ENTRIES –
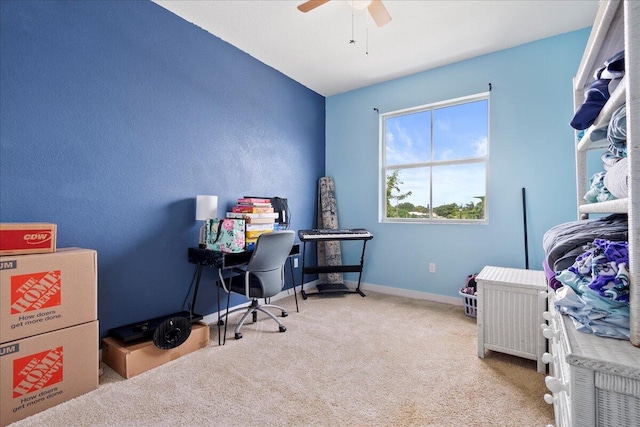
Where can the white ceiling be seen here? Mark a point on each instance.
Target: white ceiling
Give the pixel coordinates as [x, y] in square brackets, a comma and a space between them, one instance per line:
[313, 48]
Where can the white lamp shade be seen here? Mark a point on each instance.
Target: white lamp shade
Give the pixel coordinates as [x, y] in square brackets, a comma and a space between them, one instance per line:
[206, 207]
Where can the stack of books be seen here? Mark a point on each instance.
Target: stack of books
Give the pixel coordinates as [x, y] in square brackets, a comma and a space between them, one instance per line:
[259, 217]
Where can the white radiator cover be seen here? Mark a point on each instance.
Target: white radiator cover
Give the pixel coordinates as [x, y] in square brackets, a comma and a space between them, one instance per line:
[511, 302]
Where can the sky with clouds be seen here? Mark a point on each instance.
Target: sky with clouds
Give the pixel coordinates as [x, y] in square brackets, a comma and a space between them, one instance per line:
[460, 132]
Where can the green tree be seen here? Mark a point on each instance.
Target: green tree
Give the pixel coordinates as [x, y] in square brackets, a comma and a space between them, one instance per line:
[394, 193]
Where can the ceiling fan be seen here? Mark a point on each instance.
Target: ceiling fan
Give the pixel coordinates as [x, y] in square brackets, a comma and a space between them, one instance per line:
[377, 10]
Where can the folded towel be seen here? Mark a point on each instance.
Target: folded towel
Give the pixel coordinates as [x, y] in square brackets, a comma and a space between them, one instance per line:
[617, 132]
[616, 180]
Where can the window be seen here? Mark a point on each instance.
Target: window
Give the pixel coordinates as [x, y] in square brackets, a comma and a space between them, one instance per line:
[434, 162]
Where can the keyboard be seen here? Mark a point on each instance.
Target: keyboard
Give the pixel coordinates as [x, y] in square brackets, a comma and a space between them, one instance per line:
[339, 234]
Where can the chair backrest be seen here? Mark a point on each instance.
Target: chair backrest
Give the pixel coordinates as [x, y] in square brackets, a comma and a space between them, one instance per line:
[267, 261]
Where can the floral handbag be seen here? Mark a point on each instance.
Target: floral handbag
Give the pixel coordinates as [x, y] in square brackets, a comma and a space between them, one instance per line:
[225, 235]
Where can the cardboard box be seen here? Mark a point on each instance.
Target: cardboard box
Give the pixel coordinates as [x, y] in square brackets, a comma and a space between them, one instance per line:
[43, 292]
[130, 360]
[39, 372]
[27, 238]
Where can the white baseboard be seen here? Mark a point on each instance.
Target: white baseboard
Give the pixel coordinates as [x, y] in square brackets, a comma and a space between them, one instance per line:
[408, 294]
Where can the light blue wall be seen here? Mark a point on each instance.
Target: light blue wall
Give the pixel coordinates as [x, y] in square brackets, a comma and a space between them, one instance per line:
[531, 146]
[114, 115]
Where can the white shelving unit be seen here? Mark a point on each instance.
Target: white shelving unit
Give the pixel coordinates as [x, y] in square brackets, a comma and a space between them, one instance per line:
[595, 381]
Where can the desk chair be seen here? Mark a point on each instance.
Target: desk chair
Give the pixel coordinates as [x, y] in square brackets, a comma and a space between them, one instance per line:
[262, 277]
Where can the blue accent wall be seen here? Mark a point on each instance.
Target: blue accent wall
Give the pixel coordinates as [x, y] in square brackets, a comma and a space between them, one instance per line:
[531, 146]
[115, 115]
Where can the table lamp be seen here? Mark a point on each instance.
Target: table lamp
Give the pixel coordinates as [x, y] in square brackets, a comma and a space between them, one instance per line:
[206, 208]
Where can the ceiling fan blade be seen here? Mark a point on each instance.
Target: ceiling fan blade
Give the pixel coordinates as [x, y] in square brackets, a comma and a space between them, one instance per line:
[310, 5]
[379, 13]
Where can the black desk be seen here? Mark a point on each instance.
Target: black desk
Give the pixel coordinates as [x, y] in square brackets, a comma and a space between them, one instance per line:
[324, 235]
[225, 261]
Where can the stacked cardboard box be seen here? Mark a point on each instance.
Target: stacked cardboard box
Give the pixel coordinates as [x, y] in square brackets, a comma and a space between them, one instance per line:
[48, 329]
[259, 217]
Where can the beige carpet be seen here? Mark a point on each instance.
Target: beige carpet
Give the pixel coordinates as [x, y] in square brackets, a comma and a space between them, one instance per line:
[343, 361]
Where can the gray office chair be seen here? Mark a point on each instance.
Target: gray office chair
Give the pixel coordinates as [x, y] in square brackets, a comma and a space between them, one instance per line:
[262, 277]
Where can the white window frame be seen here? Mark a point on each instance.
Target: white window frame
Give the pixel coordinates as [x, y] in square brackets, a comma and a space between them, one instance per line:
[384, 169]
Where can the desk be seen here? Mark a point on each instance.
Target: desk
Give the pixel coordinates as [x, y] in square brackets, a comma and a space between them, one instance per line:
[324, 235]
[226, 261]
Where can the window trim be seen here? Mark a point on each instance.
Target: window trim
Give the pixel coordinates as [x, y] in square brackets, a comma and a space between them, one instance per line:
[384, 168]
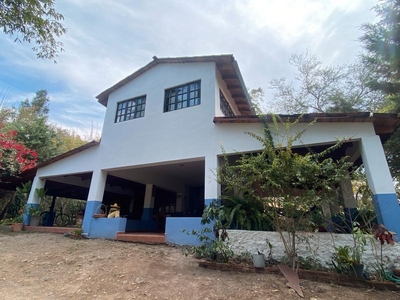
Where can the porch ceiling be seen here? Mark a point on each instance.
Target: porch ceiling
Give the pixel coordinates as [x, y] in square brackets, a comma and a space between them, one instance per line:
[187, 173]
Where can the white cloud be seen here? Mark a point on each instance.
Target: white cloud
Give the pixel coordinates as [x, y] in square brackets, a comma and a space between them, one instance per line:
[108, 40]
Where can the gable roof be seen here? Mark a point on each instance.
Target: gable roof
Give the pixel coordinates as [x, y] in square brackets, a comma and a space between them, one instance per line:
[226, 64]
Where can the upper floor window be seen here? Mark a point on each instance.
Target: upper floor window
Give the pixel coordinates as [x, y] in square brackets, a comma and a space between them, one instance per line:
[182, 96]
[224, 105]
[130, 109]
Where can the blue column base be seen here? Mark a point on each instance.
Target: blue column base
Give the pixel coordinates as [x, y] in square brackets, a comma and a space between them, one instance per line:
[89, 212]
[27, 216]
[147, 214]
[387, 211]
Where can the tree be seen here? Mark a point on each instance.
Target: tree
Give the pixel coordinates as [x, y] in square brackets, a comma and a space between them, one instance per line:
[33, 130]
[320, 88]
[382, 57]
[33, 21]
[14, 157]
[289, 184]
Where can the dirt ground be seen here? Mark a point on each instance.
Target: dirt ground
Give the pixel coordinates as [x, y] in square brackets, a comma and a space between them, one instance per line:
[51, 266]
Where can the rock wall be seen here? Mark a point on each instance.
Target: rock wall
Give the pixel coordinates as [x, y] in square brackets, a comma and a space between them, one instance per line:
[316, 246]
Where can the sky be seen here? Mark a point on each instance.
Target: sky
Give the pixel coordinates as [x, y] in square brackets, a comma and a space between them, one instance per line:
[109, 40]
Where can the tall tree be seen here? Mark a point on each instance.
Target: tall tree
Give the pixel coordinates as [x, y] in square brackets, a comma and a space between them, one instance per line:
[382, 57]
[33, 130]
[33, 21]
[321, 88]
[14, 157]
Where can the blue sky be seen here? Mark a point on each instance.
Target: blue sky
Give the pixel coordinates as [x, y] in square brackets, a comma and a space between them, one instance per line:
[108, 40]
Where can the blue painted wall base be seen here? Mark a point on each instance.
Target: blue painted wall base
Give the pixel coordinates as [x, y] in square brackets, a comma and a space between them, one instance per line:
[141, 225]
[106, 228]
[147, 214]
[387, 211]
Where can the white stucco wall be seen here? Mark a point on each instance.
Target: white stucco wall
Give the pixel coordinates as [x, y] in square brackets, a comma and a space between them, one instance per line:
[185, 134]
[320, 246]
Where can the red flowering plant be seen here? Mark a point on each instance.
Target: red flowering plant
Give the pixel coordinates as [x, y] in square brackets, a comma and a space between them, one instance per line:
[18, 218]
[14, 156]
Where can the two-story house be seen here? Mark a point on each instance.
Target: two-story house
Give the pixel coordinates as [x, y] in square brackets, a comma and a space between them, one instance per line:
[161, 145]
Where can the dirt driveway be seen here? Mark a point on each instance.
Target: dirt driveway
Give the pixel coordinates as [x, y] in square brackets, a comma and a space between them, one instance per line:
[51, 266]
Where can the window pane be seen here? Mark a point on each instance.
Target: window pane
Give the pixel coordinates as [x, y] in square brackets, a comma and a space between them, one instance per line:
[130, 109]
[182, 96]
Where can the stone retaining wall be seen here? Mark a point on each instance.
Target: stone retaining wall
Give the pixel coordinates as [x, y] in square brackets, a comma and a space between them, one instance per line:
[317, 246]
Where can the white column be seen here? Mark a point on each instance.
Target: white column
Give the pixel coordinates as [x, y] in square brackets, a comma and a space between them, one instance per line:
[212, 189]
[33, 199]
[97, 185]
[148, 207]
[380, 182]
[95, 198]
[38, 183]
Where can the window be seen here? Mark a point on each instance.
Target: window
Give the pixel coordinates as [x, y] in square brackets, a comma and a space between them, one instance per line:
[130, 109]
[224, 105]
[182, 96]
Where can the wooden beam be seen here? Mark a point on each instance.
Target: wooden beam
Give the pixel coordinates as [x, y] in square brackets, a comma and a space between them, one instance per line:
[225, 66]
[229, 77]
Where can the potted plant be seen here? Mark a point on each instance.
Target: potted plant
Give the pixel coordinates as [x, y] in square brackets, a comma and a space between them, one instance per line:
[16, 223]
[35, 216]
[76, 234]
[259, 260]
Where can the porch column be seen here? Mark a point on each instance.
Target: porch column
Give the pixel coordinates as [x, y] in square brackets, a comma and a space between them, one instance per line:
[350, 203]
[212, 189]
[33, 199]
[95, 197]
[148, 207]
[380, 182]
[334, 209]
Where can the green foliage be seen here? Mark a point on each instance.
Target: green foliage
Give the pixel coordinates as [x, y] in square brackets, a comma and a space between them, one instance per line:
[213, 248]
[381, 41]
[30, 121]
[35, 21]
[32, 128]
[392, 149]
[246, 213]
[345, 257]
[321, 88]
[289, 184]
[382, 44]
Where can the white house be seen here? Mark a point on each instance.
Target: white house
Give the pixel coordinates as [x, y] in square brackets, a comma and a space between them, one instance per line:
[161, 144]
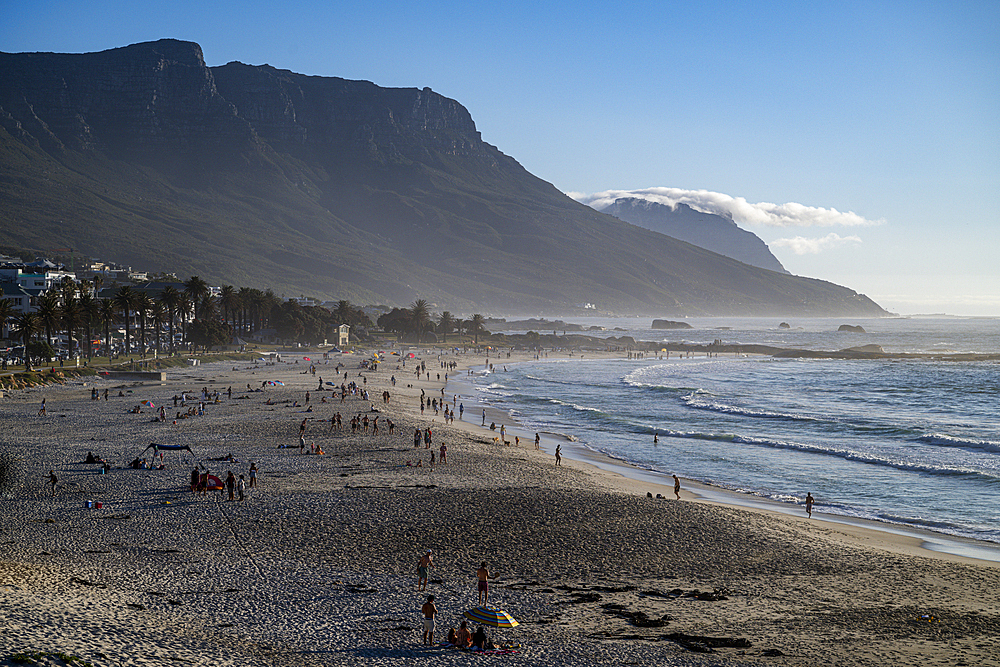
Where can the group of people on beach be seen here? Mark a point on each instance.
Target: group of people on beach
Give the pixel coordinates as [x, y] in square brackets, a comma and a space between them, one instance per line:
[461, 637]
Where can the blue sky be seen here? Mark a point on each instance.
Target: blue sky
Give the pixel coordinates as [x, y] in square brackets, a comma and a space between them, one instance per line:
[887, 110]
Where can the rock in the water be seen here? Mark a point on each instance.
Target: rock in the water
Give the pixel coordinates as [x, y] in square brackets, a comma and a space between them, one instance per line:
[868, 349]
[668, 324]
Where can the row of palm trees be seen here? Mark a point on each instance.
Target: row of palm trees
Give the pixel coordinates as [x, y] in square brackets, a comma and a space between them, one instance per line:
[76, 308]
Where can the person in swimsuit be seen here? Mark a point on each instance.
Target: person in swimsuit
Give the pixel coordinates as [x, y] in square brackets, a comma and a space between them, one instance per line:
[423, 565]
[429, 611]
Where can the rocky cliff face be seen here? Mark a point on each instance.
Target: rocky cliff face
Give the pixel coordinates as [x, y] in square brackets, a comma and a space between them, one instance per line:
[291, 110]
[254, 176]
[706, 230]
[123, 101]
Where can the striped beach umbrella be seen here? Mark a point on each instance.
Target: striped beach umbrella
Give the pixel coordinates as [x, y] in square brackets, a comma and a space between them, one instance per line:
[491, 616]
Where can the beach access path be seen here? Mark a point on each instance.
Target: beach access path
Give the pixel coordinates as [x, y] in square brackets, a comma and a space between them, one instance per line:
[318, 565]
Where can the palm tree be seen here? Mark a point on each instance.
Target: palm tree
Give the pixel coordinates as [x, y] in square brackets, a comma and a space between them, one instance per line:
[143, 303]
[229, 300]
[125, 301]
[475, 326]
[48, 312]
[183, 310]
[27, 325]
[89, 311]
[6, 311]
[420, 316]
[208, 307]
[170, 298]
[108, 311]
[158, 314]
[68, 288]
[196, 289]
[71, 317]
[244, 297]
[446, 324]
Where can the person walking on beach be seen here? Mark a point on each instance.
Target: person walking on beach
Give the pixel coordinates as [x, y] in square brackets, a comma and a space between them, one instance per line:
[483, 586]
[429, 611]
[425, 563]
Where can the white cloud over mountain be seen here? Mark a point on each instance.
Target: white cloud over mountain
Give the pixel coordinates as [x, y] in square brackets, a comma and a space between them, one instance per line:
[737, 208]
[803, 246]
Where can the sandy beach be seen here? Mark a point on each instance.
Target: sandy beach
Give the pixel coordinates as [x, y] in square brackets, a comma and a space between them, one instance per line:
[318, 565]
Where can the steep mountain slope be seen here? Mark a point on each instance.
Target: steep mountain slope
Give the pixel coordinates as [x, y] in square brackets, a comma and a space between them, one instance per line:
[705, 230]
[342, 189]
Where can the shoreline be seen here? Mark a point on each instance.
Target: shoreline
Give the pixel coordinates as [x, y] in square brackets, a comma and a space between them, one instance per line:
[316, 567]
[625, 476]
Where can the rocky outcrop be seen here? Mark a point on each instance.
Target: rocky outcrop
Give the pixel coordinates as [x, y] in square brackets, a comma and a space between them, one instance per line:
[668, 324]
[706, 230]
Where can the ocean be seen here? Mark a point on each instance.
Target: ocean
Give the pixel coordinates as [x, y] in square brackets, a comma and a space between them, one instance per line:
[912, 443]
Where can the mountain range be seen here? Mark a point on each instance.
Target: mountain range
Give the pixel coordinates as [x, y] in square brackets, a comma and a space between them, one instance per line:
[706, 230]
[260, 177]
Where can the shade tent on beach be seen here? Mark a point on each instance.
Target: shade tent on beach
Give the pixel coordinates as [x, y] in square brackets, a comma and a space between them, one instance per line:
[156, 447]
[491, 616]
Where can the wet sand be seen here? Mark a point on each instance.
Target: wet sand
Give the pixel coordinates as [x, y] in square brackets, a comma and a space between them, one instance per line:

EXERCISE – Convert the lines into a JSON list of strings, one string per line and no blank lines, starting at the line containing "Where can the steep" and ending at the last line of the records.

RESPONSE TO THE EXERCISE –
[
  "Where can the steep mountain slope be seen here? Mark a point on each instance.",
  "Target: steep mountain slope",
  "Give the pixel coordinates as [x, y] in square brackets, a comma and a space between them, one instance per line:",
  "[705, 230]",
  "[342, 189]",
  "Where can the shoreline be seen here? Mark a point on each instance.",
  "Target: shoreline",
  "Give the pixel coordinates as [x, y] in square brackets, a comma and a space between them, one instance per line:",
  "[316, 567]",
  "[625, 476]",
  "Where can the rocky outcrop be seen here? Mark a point on each instance.",
  "Target: rocky outcrop",
  "Give the pixel coordinates as [x, y] in square brackets, a comma and a space between them, one instance per line:",
  "[668, 324]",
  "[706, 230]",
  "Where can the ocean be seen here? Mark a point on each instance.",
  "Target: ocean",
  "Give the pixel coordinates as [x, y] in square brackets, a comma and a space between them, one instance per line:",
  "[912, 443]",
  "Where can the mountain range be seen here? Mark a point on each instance.",
  "Target: mountain range",
  "Give the pixel coordinates as [x, y] in square brackets, a comma and a space between them, one instance per line:",
  "[706, 230]",
  "[260, 177]",
  "Where can the shade tent on beach be seen here? Mark a point on each instance.",
  "Target: shade tent on beach",
  "Give the pixel coordinates as [x, y] in square brackets, a comma and a space between them, one instance per line:",
  "[156, 447]",
  "[491, 616]",
  "Where can the wet sand be seen here? Mark a point on each instance.",
  "Target: wet sand",
  "Give the pixel coordinates as [x, y] in square brackets, a comma and a space between them, one instance per line:"
]